[Exercise details] Tally the lines in the records below that contain the string "truck", treating uppercase and lowercase as distinct. Report only the resulting number.

────────────────────────────────────────

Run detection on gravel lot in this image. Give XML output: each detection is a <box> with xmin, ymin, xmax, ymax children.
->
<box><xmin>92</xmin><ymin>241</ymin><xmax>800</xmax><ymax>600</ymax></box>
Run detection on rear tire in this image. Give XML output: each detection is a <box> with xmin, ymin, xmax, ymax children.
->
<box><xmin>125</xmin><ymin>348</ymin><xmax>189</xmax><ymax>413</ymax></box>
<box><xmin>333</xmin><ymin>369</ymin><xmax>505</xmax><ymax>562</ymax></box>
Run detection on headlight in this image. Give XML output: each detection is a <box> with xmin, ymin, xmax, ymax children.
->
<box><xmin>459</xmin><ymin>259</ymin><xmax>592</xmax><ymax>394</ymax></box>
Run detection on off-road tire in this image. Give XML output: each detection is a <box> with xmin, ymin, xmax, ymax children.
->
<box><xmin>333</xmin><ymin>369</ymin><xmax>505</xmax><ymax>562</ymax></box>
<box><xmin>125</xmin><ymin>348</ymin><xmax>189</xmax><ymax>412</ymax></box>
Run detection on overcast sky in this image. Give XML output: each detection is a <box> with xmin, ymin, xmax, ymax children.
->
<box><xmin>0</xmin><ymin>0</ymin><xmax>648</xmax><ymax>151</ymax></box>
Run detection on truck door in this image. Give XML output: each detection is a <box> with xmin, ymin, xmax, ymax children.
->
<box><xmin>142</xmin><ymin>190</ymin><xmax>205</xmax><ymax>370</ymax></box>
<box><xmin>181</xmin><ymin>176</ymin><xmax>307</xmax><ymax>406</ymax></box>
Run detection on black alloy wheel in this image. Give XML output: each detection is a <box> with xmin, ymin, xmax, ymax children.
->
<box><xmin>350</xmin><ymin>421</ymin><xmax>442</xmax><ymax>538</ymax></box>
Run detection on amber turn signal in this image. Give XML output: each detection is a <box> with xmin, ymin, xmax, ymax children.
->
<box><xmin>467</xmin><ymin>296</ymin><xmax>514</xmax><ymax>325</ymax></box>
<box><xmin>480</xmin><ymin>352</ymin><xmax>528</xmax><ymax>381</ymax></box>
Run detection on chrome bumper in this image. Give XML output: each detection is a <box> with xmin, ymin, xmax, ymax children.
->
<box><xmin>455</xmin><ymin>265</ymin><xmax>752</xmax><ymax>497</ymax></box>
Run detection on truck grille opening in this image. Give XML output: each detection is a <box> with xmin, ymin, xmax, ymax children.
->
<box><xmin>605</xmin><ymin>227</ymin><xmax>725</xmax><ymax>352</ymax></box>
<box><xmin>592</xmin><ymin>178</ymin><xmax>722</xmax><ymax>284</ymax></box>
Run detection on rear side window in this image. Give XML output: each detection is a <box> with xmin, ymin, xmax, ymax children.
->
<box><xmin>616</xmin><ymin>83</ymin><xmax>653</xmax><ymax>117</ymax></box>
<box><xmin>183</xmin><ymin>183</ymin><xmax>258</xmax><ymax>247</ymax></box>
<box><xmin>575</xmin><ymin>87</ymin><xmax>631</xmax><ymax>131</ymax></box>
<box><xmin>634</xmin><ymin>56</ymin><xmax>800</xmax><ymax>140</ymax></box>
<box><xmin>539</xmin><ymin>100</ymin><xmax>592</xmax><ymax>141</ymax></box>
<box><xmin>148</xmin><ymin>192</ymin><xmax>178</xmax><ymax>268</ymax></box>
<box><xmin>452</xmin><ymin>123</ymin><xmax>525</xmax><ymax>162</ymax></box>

────────────────────────────────────────

[Written solution] 2